◆ WORK TO COMPLETE: Reproduce each of the following lines word for word, changing nothing.

────────────────

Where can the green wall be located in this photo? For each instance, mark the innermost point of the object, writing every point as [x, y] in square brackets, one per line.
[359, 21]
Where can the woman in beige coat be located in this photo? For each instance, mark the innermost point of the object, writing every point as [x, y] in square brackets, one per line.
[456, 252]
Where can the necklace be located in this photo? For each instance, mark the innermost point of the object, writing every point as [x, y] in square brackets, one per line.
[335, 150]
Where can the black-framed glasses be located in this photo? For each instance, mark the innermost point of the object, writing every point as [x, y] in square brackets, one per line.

────────────────

◆ TASK SOLUTION:
Where can the green wall be located in this photo? For each instance, mark the innermost point of the object, writing every point as [x, y] in square brackets, one per line.
[359, 21]
Where can the woman in beige coat be located in this photo? For each instance, mark the innermost point of the object, writing every point as [x, y] in square brackets, one per line.
[456, 252]
Where can the necklace be located in this photo? For each instance, mark the innermost point of the object, writing every point as [x, y] in square brackets, one per line.
[335, 150]
Where can the black-framed glasses be located in this photo? For each instance, mark the innermost point of the object, writing every point as [x, y] in square brackets, one per line.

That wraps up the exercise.